- [Exercise materials]

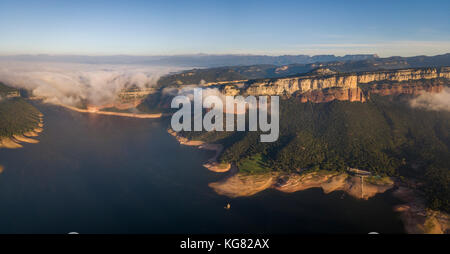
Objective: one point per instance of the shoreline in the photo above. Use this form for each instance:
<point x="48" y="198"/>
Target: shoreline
<point x="133" y="115"/>
<point x="212" y="164"/>
<point x="416" y="217"/>
<point x="15" y="140"/>
<point x="242" y="185"/>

- [Written problem] Recast the material above as a numbered list, one item per line, omitting blank lines and leaving out the picture.

- [Problem solution]
1. Objective: one point per instance of the shoreline in the photo above. Use this form for each instance:
2. <point x="48" y="198"/>
3. Target: shoreline
4. <point x="133" y="115"/>
5. <point x="212" y="164"/>
6. <point x="416" y="217"/>
7. <point x="15" y="140"/>
8. <point x="242" y="185"/>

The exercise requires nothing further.